Page excerpt:
★ ★ ★ ★ ★

Upgrade Jenkins EC2 plugin to 1.17

Bug #1003831 reported by Paul Sokolovsky
6
This bug affects 1 person
Affects Status Importance Assigned to Milestone
Linaro Android Infrastructure
Fix Released
High
Paul Sokolovsky
Linaro CI
Fix Released
Critical
Stevan Radaković

Bug Description

From mail:

Version 1.15 of Jenkins EC2 plugin was released couple of days ago.
Appears to have generic fixes here and there, nothing which immediately
would resolve our woes, but may help anyway:

https://wiki.jenkins-ci.org/display/JENKINS/Amazon+EC2+Plugin#AmazonEC2Plugin-Changelog

So, I'd like to propose spending time on Connect hacking sessions to
test it (on sandbox) and upgrade production if all goes well.

Changed in linaro-android-infrastructure:
status: New → Confirmed
importance: Undecided → Medium
Revision history for this message
Paul Sokolovsky (pfalcon) wrote :

Now there's 1.16 - seems to be a regression in 1.15

Revision history for this message
Paul Sokolovsky (pfalcon) wrote :

Testing this on https://ec2-23-20-81-190.compute-1.amazonaws.com/jenkins/ , so far there seem to be issues.

★ ★ ★ ★ ★

Records supplied:
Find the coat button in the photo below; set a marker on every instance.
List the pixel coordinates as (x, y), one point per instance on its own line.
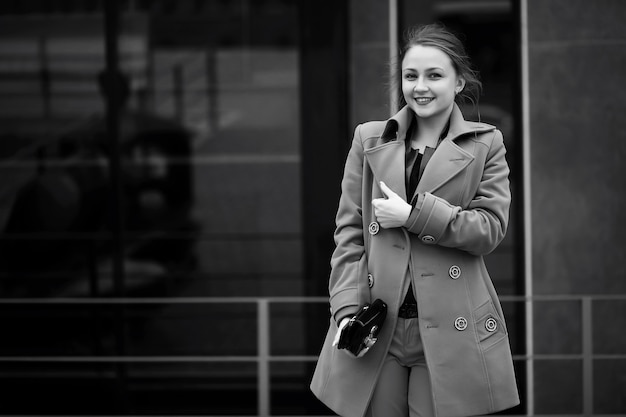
(460, 323)
(491, 324)
(454, 272)
(428, 239)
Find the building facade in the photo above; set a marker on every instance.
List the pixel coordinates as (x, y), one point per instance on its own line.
(171, 173)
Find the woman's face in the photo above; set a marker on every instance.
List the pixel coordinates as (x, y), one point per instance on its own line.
(429, 81)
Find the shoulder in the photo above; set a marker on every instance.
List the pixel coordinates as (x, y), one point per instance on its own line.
(485, 134)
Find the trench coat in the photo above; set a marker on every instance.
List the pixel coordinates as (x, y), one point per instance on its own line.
(461, 213)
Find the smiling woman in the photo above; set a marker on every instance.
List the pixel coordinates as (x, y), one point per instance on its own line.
(425, 195)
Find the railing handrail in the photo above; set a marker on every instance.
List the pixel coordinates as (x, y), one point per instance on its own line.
(263, 356)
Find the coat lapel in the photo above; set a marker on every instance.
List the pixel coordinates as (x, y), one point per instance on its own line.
(447, 161)
(387, 163)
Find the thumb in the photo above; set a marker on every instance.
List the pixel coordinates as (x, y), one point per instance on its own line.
(387, 191)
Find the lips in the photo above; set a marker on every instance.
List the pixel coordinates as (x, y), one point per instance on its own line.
(423, 100)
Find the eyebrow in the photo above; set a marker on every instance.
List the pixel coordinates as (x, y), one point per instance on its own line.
(427, 69)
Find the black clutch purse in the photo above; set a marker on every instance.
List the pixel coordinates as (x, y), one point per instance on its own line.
(361, 332)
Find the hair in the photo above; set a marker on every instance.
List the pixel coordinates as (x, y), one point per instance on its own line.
(438, 36)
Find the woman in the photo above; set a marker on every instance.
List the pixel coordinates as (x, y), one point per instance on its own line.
(425, 195)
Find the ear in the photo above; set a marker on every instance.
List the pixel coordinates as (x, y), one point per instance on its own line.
(460, 85)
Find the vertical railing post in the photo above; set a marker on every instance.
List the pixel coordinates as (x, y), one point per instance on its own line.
(263, 339)
(587, 330)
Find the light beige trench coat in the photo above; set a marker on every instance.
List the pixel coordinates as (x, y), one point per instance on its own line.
(465, 198)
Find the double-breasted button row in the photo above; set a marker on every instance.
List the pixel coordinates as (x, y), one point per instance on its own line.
(461, 323)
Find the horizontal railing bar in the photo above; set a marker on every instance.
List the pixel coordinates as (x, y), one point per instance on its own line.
(163, 300)
(287, 299)
(166, 359)
(564, 356)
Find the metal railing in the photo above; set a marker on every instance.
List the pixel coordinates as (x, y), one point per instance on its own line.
(263, 358)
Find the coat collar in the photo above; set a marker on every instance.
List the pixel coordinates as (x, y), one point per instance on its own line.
(387, 157)
(398, 124)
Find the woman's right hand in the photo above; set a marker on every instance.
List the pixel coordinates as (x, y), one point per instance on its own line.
(344, 322)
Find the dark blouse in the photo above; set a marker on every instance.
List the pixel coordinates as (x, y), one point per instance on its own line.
(415, 163)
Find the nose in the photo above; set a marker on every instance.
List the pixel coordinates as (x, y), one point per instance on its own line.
(420, 85)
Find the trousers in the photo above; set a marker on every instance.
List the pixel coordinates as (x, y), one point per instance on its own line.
(403, 388)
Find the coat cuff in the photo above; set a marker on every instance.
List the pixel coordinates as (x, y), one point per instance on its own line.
(343, 303)
(429, 222)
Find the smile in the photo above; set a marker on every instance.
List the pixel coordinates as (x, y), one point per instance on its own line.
(423, 100)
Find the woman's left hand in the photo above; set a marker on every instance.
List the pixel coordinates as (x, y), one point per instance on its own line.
(392, 211)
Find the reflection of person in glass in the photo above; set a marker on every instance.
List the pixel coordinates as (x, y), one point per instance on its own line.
(425, 195)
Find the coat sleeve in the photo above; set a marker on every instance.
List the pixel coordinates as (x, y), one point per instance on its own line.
(479, 228)
(348, 262)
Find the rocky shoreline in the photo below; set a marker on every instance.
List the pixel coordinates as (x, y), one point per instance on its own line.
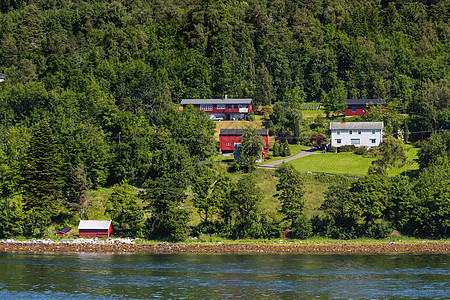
(129, 246)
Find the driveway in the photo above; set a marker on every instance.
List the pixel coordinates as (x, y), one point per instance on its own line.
(305, 152)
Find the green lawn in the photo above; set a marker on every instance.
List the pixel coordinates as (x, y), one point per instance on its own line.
(336, 163)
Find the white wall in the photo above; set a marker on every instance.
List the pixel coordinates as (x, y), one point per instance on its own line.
(365, 136)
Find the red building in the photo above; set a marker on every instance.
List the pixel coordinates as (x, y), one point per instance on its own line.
(359, 107)
(228, 138)
(95, 228)
(222, 109)
(64, 231)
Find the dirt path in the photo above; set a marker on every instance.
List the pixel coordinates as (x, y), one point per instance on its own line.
(302, 153)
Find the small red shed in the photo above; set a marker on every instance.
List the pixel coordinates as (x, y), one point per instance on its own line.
(229, 137)
(95, 228)
(64, 231)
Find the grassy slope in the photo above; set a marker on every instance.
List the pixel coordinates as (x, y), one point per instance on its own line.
(335, 163)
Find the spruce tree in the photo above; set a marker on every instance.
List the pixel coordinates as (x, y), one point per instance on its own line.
(42, 179)
(276, 149)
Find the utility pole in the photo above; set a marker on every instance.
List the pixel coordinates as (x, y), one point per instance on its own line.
(313, 111)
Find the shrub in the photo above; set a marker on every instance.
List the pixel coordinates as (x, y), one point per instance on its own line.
(376, 230)
(302, 227)
(361, 150)
(348, 148)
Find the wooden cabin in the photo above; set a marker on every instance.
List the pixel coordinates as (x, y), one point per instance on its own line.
(95, 228)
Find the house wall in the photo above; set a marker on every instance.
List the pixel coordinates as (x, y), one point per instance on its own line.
(364, 137)
(230, 112)
(95, 232)
(227, 142)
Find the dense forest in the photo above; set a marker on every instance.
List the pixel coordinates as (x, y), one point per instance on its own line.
(92, 92)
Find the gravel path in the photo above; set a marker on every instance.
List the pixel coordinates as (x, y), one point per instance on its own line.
(303, 153)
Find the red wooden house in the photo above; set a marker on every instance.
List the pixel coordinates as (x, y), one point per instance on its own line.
(222, 109)
(228, 138)
(64, 231)
(359, 107)
(95, 228)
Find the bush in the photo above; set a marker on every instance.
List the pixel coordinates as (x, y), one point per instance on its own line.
(302, 227)
(361, 150)
(376, 231)
(348, 148)
(251, 116)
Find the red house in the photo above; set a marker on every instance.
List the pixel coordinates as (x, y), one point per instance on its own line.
(228, 138)
(222, 109)
(64, 231)
(359, 107)
(95, 228)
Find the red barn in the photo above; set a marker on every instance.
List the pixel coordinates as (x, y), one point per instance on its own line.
(228, 138)
(95, 228)
(222, 109)
(359, 107)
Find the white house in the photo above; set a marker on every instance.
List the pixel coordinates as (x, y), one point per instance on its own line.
(369, 134)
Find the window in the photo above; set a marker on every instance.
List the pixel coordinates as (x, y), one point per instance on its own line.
(206, 107)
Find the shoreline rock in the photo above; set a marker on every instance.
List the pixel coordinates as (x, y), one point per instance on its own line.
(129, 246)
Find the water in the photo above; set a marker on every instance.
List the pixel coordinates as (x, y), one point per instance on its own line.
(214, 276)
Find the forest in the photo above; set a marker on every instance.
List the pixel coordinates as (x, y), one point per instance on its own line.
(92, 98)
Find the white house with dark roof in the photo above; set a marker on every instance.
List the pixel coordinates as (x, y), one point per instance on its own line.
(222, 109)
(369, 134)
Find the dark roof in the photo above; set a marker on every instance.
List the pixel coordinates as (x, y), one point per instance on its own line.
(216, 101)
(238, 132)
(356, 125)
(65, 230)
(364, 101)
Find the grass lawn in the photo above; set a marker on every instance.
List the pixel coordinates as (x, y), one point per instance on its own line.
(336, 163)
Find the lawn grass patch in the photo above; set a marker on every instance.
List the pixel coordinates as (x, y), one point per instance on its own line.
(343, 163)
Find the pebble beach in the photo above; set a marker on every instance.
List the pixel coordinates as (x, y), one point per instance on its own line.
(130, 246)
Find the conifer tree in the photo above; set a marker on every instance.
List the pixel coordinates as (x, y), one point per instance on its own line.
(42, 179)
(276, 149)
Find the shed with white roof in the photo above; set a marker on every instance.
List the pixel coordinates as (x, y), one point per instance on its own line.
(95, 228)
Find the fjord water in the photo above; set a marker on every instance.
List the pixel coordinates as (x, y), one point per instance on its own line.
(222, 276)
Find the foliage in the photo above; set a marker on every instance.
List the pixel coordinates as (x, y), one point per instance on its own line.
(290, 191)
(42, 179)
(167, 220)
(250, 149)
(125, 211)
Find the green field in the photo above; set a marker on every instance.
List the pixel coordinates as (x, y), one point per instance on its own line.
(336, 163)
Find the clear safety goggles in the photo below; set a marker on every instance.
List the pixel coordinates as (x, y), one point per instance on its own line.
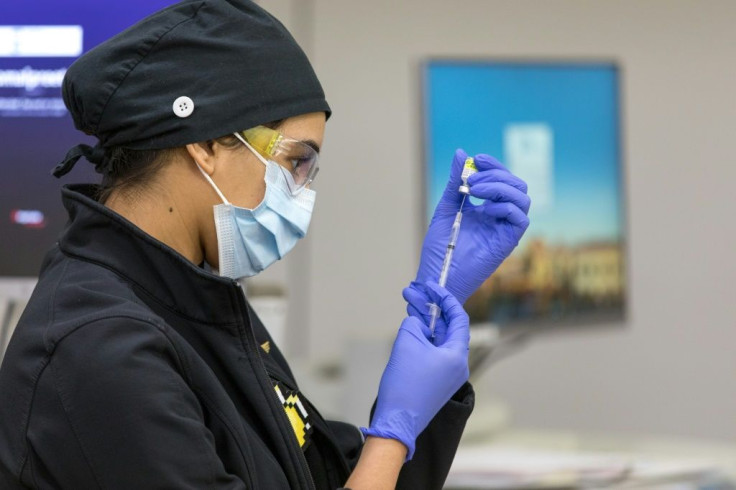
(299, 158)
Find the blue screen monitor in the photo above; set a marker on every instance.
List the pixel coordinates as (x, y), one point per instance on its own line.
(39, 39)
(556, 125)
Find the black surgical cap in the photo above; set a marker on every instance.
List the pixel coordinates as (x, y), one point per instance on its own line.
(194, 71)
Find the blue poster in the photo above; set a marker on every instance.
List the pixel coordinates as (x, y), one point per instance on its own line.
(39, 40)
(557, 126)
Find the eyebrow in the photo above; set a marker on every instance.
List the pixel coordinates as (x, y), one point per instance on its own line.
(311, 143)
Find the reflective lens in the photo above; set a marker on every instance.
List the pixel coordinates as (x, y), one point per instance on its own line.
(297, 157)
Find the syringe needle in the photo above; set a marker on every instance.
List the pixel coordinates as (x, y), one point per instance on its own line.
(434, 310)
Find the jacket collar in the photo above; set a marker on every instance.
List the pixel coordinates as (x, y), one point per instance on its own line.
(97, 234)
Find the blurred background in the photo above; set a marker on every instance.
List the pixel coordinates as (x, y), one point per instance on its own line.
(657, 379)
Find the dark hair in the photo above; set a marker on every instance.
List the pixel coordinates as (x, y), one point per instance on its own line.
(128, 170)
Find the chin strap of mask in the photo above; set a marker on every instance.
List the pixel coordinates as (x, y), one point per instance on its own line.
(96, 155)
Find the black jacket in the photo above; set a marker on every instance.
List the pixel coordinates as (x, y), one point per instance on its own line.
(131, 368)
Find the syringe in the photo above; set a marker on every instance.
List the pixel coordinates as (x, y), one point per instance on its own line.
(468, 169)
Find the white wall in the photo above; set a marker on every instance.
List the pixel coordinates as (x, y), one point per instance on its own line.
(673, 369)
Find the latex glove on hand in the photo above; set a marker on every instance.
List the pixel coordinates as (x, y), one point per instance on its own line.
(489, 232)
(421, 376)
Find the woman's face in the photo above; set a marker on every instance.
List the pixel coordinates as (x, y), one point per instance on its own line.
(239, 174)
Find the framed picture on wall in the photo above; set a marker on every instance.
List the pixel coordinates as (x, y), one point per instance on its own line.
(557, 126)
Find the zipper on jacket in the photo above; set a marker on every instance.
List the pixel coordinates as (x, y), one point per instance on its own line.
(267, 387)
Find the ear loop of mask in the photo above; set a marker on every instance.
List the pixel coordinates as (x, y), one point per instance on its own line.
(212, 183)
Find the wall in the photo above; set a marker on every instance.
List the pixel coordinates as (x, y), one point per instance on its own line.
(672, 369)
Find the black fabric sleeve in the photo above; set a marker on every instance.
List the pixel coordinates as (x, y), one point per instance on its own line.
(349, 440)
(124, 415)
(437, 444)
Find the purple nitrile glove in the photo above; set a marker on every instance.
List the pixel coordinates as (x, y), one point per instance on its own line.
(489, 231)
(421, 376)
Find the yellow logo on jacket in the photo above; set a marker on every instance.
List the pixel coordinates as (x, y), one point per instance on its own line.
(296, 414)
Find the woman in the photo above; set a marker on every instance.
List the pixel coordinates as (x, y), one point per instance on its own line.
(138, 362)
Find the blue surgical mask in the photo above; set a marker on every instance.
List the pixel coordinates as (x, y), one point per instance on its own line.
(249, 240)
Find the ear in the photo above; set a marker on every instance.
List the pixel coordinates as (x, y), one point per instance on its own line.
(202, 155)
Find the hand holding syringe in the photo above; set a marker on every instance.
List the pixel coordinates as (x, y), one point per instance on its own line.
(468, 169)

★ ★ ★ ★ ★

Tasks to perform:
[1] Pull out every line of the entries that contains the word "blue", treating uppercase and lowercase as different.
[2] Carry on the bug report about upgrading the Jenkins EC2 plugin from the point where it stops.

Task answers:
[1]
Find the blue screen monitor in the photo above; set a marker on every instance.
Find the blue poster in the photo above; set a marker on every instance.
Find the blue surgical mask in the photo above; set a marker on every instance.

[2]
Revision history for this message
Paul Sokolovsky (pfalcon) wrote :

A note - once upgraded to 1.16 it's not possible to (easily) downgrade back to 1.14, because 1.16 renamed and migrates few of settings in Jenkins global config.xml .

Revision history for this message
Paul Sokolovsky (pfalcon) wrote :

Test plan:

1. Create new sandbox
3. Bump instance cap to 25
2. Create a new build on it based on https://android-build.linaro.org/builds/~pfalcon/panda-ics-gcc47-tilt-tracking-blob/
3. Start the build
4. Verify that builds works.
5. Upgrade EC2 plugin to 1.16
6. Start the same build as in p.3
7. Check that results match p.4

Revision history for this message
Paul Sokolovsky (pfalcon) wrote :

Result for steps 1-4

Revision history for this message
Paul Sokolovsky (pfalcon) wrote :
summary: - Upgrade Jenkins EC2 plugin to 1.15
+ Upgrade Jenkins EC2 plugin to 1.16
Changed in linaro-android-infrastructure:
status: Confirmed → Triaged
assignee: nobody → Paul Sokolovsky (pfalcon)
Changed in linaro-android-infrastructure:
status: Triaged → In Progress
Revision history for this message
Paul Sokolovsky (pfalcon) wrote : Re: Upgrade Jenkins EC2 plugin to 1.16

This was worked on during Connect, and following was found:

1. 1.16 changed config format. i.e. after upgrading from 1.14 to 1.16 it's not possible to downgrade back using Jenkins bultin mechanism. Specifically, 1.16 changes at least enum value names for instances types, etc.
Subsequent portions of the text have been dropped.